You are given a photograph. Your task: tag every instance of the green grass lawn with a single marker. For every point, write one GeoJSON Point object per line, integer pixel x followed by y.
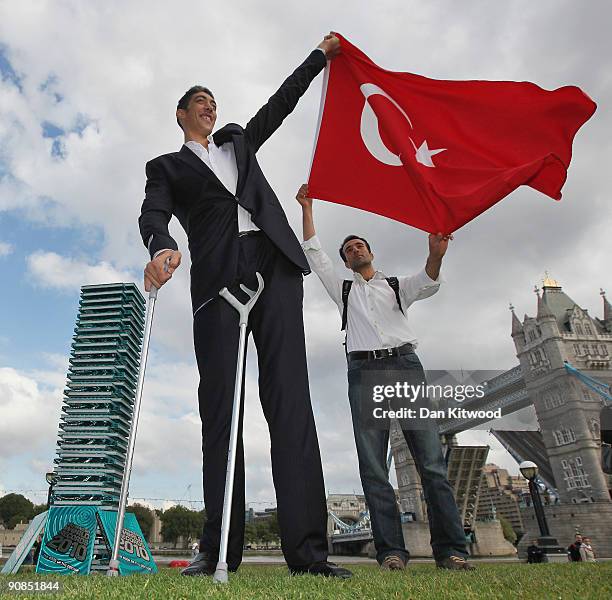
{"type": "Point", "coordinates": [420, 581]}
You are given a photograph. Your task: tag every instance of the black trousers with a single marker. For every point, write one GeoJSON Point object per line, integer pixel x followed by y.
{"type": "Point", "coordinates": [276, 323]}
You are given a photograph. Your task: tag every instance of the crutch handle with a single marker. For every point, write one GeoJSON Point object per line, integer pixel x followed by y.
{"type": "Point", "coordinates": [244, 309]}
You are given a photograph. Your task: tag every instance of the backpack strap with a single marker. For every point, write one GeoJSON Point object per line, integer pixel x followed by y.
{"type": "Point", "coordinates": [346, 290]}
{"type": "Point", "coordinates": [394, 285]}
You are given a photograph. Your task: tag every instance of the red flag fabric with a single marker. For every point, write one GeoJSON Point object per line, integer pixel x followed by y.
{"type": "Point", "coordinates": [435, 154]}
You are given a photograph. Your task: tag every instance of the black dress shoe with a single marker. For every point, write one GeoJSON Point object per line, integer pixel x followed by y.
{"type": "Point", "coordinates": [324, 568]}
{"type": "Point", "coordinates": [202, 564]}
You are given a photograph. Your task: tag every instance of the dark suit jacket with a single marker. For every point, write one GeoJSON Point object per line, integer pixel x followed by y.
{"type": "Point", "coordinates": [181, 184]}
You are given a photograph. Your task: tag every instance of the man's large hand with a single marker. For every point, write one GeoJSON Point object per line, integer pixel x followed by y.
{"type": "Point", "coordinates": [438, 245]}
{"type": "Point", "coordinates": [303, 198]}
{"type": "Point", "coordinates": [330, 45]}
{"type": "Point", "coordinates": [155, 272]}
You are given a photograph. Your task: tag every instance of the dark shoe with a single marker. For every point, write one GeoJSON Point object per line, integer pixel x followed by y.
{"type": "Point", "coordinates": [202, 564]}
{"type": "Point", "coordinates": [393, 562]}
{"type": "Point", "coordinates": [454, 563]}
{"type": "Point", "coordinates": [324, 568]}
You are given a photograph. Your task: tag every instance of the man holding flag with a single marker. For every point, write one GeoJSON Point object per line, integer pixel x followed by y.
{"type": "Point", "coordinates": [378, 338]}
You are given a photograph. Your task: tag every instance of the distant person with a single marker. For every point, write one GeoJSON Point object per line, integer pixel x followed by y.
{"type": "Point", "coordinates": [573, 550]}
{"type": "Point", "coordinates": [535, 554]}
{"type": "Point", "coordinates": [586, 551]}
{"type": "Point", "coordinates": [379, 338]}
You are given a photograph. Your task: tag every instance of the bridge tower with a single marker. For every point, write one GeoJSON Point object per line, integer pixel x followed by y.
{"type": "Point", "coordinates": [567, 412]}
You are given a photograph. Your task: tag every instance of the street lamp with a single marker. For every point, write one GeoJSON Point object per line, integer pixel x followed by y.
{"type": "Point", "coordinates": [549, 544]}
{"type": "Point", "coordinates": [51, 480]}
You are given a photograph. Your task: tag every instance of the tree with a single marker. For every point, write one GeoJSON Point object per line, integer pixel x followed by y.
{"type": "Point", "coordinates": [145, 518]}
{"type": "Point", "coordinates": [14, 505]}
{"type": "Point", "coordinates": [179, 521]}
{"type": "Point", "coordinates": [509, 532]}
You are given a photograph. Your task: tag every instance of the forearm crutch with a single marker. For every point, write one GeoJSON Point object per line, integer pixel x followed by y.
{"type": "Point", "coordinates": [243, 312]}
{"type": "Point", "coordinates": [113, 565]}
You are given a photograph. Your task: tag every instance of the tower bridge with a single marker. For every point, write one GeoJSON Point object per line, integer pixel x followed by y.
{"type": "Point", "coordinates": [563, 437]}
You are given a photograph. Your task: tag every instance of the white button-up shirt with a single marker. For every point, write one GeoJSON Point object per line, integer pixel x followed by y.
{"type": "Point", "coordinates": [221, 160]}
{"type": "Point", "coordinates": [374, 320]}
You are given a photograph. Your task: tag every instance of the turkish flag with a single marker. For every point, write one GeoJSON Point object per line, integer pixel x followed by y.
{"type": "Point", "coordinates": [435, 154]}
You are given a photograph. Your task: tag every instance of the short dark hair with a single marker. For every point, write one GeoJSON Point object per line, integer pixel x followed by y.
{"type": "Point", "coordinates": [348, 238]}
{"type": "Point", "coordinates": [183, 103]}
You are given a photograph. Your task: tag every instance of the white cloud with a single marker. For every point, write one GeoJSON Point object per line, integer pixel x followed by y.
{"type": "Point", "coordinates": [30, 415]}
{"type": "Point", "coordinates": [48, 269]}
{"type": "Point", "coordinates": [5, 249]}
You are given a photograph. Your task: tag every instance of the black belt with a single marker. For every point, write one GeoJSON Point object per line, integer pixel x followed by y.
{"type": "Point", "coordinates": [382, 353]}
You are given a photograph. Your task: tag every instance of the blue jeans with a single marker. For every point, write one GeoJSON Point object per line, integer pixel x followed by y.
{"type": "Point", "coordinates": [447, 535]}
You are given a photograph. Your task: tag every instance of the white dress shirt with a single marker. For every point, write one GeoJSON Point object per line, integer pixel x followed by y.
{"type": "Point", "coordinates": [374, 320]}
{"type": "Point", "coordinates": [221, 160]}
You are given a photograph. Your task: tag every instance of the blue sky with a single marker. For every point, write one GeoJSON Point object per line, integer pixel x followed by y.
{"type": "Point", "coordinates": [87, 96]}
★ ★ ★ ★ ★ ★ ★
» Try it: What you return must match the records above exactly, minus any images.

» Output for this task:
You are given a photograph. Your task: tag every instance of the green grass lawn with a single marker. For every point, write one GeoJSON Point object per line, integer pixel x followed by y.
{"type": "Point", "coordinates": [420, 581]}
You are given a photograph. Your task: tag every instance of the black trousers with a single marker. For every point, write one GeoJSON Point object per line, integer pixel x followed by y.
{"type": "Point", "coordinates": [276, 323]}
You are given a photograph. Your task: tag every instance of the crutch handle with a single marker. For every point, write one GeoJSON Point object per line, integer pixel x followed by y.
{"type": "Point", "coordinates": [244, 309]}
You are given a photograph. Your task: tag every instance of the backpack strap with a single marker. For every point, write one GeoJSON Point object per line, integer pixel x followed by y.
{"type": "Point", "coordinates": [346, 290]}
{"type": "Point", "coordinates": [394, 285]}
You are given a photograph. Your task: tag every instance of the red flag fabric with a single marker. For every point, write one GeoJSON Point object per line, integer pixel x followed by y.
{"type": "Point", "coordinates": [435, 154]}
You are given a photograph. Your task: tag every instance of the black dress shoe with a single marker. For every point, write one GeoJSON Point object per line, integer pixel x followed by y.
{"type": "Point", "coordinates": [324, 568]}
{"type": "Point", "coordinates": [202, 564]}
You are given a photograph. Your task: tag every instance of the dark suit jacket with a single marker. For every point, write one GeoJSON Point object per line, integer pixel x followed by y.
{"type": "Point", "coordinates": [181, 184]}
You are given a photograph. Your task: tag every instance of the man's large hand with a single marker. For every point, write one GeoJSON Point object per line, integer pixel x followed by y.
{"type": "Point", "coordinates": [438, 245]}
{"type": "Point", "coordinates": [303, 198]}
{"type": "Point", "coordinates": [330, 45]}
{"type": "Point", "coordinates": [155, 272]}
You are given a photograph. Your task: tag every instance of the dark shoe with a single marker. For every point, write one GeoJSON Point object per line, integer pixel x followed by y.
{"type": "Point", "coordinates": [202, 564]}
{"type": "Point", "coordinates": [393, 562]}
{"type": "Point", "coordinates": [454, 563]}
{"type": "Point", "coordinates": [324, 568]}
You are given a photograph. Your task: tag every instance of the man holding flag with a single marker. For every point, write one GeoJSON Point object per line, integer pixel x followed by y.
{"type": "Point", "coordinates": [378, 338]}
You are given a photograph. Your task: tag every instance of the distant person with a single marker. For every point, write one GeoJSON Point object per line, integer pixel x followed by y.
{"type": "Point", "coordinates": [573, 550]}
{"type": "Point", "coordinates": [535, 554]}
{"type": "Point", "coordinates": [586, 551]}
{"type": "Point", "coordinates": [379, 338]}
You are given a photograph. Your task: tag every instance of the bridge tower with a single marker. For every point, write one GeoJSON Point object per line, integer pixel x followed by y.
{"type": "Point", "coordinates": [567, 412]}
You are given a photograph. Your task: tag every instance of the street lamp with a single marker. For every point, write one GeoJSON Point object per line, integer pixel x followed by y.
{"type": "Point", "coordinates": [549, 544]}
{"type": "Point", "coordinates": [51, 480]}
You are given a photograph. Your task: tag every instance of the tree with a single marker. For every point, write one GeoJSON Point object per line, integer pixel x followed by y.
{"type": "Point", "coordinates": [145, 518]}
{"type": "Point", "coordinates": [14, 505]}
{"type": "Point", "coordinates": [179, 521]}
{"type": "Point", "coordinates": [509, 532]}
You are given a photograph. Your task: tag every instance of the forearm crutch with a single marker. For every point, write one GeoJSON Point object per line, integer pixel x followed by y.
{"type": "Point", "coordinates": [243, 312]}
{"type": "Point", "coordinates": [113, 565]}
You are given a photograph. Your task: tag every instance of the tower bridge with a single marker. For every point, write one GeoJSON Point object per line, integer pixel x followed by y.
{"type": "Point", "coordinates": [563, 437]}
You are given a photograph. Your task: tag every instance of the white button-up shirt with a single marker. For every point, write one GeoJSON Point object per line, integer pixel x followed by y.
{"type": "Point", "coordinates": [221, 160]}
{"type": "Point", "coordinates": [374, 320]}
You are given a photograph. Your task: tag every instance of the turkish flag with a single marker. For every point, write one GeoJSON Point object per line, integer pixel x followed by y.
{"type": "Point", "coordinates": [435, 154]}
You are given a photograph. Your task: tag every instance of the short dark hair with a single marker. For every point, write one GeoJSON Point object per line, integer pixel x followed by y.
{"type": "Point", "coordinates": [348, 238]}
{"type": "Point", "coordinates": [183, 103]}
You are given a photograph. Your task: tag every instance of the white cloud with a single marker. For every point, write one GeoJSON Point object per line, integer pixel x followed by y.
{"type": "Point", "coordinates": [30, 415]}
{"type": "Point", "coordinates": [48, 269]}
{"type": "Point", "coordinates": [5, 249]}
You are given a photograph. Your task: tag every instance of the black belt with a single marker. For every point, write one GeoJSON Point object per line, integer pixel x followed by y.
{"type": "Point", "coordinates": [382, 353]}
You are given a photograph. Your task: tag every instance of the blue jeans with a single marker. For every point, write one GeoJSON Point object per line, integer pixel x followed by y.
{"type": "Point", "coordinates": [447, 535]}
You are given a photograph. Your task: tag every instance of the white dress shirt with a single marker. For every point, write one GeoJSON Point object per line, integer pixel x followed by y.
{"type": "Point", "coordinates": [374, 320]}
{"type": "Point", "coordinates": [221, 160]}
You are given a photograph. Your task: tag every instance of the blue sky with a single marker. For every point, write one GeoJSON Point object per line, integer pixel x followed by y.
{"type": "Point", "coordinates": [87, 96]}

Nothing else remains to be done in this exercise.